- **WHAT YOU NEED TO DO**:
Copy every line of the listing exactly.

- **EXCERPTED RECORDS**:
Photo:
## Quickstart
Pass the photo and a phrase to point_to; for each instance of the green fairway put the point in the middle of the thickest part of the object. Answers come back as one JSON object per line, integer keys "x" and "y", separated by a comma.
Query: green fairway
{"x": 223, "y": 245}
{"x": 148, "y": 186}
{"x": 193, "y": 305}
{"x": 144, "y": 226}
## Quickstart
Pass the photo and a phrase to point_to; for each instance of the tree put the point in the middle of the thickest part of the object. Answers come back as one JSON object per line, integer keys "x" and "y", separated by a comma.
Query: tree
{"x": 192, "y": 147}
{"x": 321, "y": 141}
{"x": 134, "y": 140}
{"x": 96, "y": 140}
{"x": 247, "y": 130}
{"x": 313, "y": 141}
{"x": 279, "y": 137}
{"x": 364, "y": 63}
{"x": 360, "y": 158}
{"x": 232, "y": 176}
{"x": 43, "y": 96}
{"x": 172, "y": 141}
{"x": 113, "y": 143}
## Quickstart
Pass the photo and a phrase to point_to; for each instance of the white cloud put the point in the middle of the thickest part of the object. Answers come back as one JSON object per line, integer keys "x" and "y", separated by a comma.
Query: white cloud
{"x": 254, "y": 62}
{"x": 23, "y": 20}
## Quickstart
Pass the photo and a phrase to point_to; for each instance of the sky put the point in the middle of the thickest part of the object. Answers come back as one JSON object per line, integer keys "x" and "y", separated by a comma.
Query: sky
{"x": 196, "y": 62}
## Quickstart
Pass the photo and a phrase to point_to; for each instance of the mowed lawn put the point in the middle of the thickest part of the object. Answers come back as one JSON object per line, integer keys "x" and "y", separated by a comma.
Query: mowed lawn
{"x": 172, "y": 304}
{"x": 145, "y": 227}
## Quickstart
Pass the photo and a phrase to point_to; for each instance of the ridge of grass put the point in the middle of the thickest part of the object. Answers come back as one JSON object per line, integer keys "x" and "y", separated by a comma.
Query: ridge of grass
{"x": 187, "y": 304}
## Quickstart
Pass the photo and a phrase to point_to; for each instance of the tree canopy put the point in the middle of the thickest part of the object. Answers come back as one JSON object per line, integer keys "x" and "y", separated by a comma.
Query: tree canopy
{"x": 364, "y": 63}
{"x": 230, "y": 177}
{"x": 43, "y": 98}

- **THE COMPLETED TASK**:
Photo:
## Quickstart
Pass the photo and a phrase to point_to; for each instance of the green fairway put the point in the middle of the thickest part of the object. Answers come back as one JSON object per line, integer keys "x" and "y", separated by a comma.
Query: green fairway
{"x": 223, "y": 245}
{"x": 148, "y": 186}
{"x": 193, "y": 305}
{"x": 144, "y": 226}
## Quickstart
Pass the photo and a phrase to point_to; for each instance of the tree put the point in the middle of the thickest part of the object. Answers come back as one JSON object per line, integer keys "x" and "y", separated by a comma.
Query: tree
{"x": 192, "y": 147}
{"x": 321, "y": 141}
{"x": 134, "y": 140}
{"x": 96, "y": 140}
{"x": 247, "y": 130}
{"x": 313, "y": 141}
{"x": 279, "y": 137}
{"x": 364, "y": 63}
{"x": 360, "y": 158}
{"x": 232, "y": 176}
{"x": 43, "y": 96}
{"x": 172, "y": 141}
{"x": 113, "y": 143}
## Quickstart
Pass the photo and a phrase to point_to; for each instance of the white cloud put the point in the middle of the thickest part of the object. Answers come back as one JSON object per line, integer keys "x" and "y", separated by a comma.
Query: white cloud
{"x": 254, "y": 62}
{"x": 23, "y": 20}
## Quickstart
Pass the photo and a phrase to point_to; for each instance of the sky put the point in the middle of the thickest part of the object. Answers come back as one JSON object per line, integer keys "x" and "y", separated by a comma.
Query: sky
{"x": 196, "y": 62}
## Quickstart
Pass the photo and a phrase to point_to; for each instance of the mowed lawn put the point in the middle of the thickest part of the object. Answers come back as one JSON object per line, integer keys "x" and "y", separated by a comma.
Query: mowed lawn
{"x": 172, "y": 304}
{"x": 145, "y": 227}
## Quickstart
Pass the photo and a phrase to point_to; for each instance of the ridge of grass put the point in the middle of the thickest part of the object. Answers come back as one JSON object per line, integer keys "x" and "y", separated by a comma.
Query: ridge of grass
{"x": 187, "y": 304}
## Quickstart
Pass the photo and a phrase to point_to; for each instance of the tree canopy put the point in the middle of the thickest part of the object. Answers come back as one JSON object per line, integer keys "x" and "y", separated by a comma.
Query: tree canopy
{"x": 364, "y": 63}
{"x": 230, "y": 177}
{"x": 43, "y": 98}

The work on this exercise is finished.